__PAGE__:
• • • • • • •

What is your favorite part about being a barn manager?

My favorite part of being a barn manager by far is the horses. I can’t even think of what another answer could be! I am very lucky to work with a great group of horses at Eight Oaks.  It is so rewarding to get to know each horse, figure out what keeps them happiest, and watch them succeed.

 

Krista Goosens

Manager for Brianne Goutal LLC and the Propp Family, based in Wellington, FL, and Long Island, NY

What is the story behind you becoming a barn manager?

Photo by Giana Terranova Photography

I rode competitively as a junior and as an amateur through college and grad school. After school, I worked a corporate 9-to-5 job in alternative energy. While I found my job interesting, I hated the lifestyle, and I really missed the horses. I had almost no free time for riding, and sitting in an office every day just wasn’t for me. I reached out to some old friends in the horse industry, and someone connected me with Jill Shulman at Back Country Farm. She happened to be looking for a new manager/assistant trainer at the time, and everything fell into place very quickly. I started with the Shulmans in the fall of 2012 and haven’t looked back!

What is your favorite part about being a barn manager?

• • • • • • •

__DIRECTION A__:
In the barn manager interview, what field was the corporate 9-to-5 job in?

(Point labels for photos)
• • • • • • •

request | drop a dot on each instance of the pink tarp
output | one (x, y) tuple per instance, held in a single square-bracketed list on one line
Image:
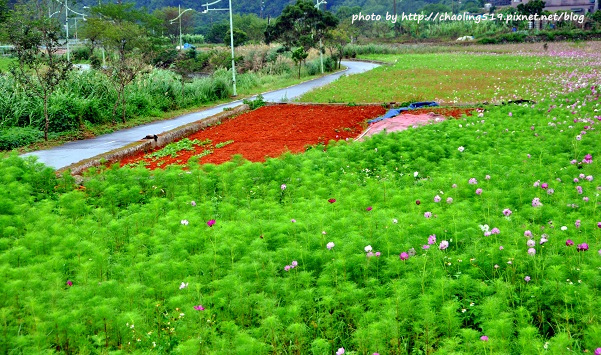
[(401, 123)]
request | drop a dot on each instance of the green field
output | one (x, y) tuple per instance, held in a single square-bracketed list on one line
[(444, 77), (480, 235)]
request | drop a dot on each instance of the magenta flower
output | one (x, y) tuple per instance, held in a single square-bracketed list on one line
[(531, 243), (569, 243), (443, 245), (582, 247)]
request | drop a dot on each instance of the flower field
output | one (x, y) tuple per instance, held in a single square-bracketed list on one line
[(480, 235)]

• • • • • • •

__DIRECTION B__:
Transcribe the records from the line containing "request | drop a dot on each instance of the magenta" through the final line of the records, inclusive.

__FINAL RESULT A__:
Alternative energy.

__FINAL RESULT B__:
request | drop a dot on each instance of the magenta flower
output | one (x, y) tuple per instance, held in a single square-bracketed list on one line
[(531, 243), (569, 243), (443, 245), (582, 247)]
request | drop a dot on each instance of the flower field
output | one (x, y) tuple per instance, held in a single square-bracketed list on one line
[(480, 235)]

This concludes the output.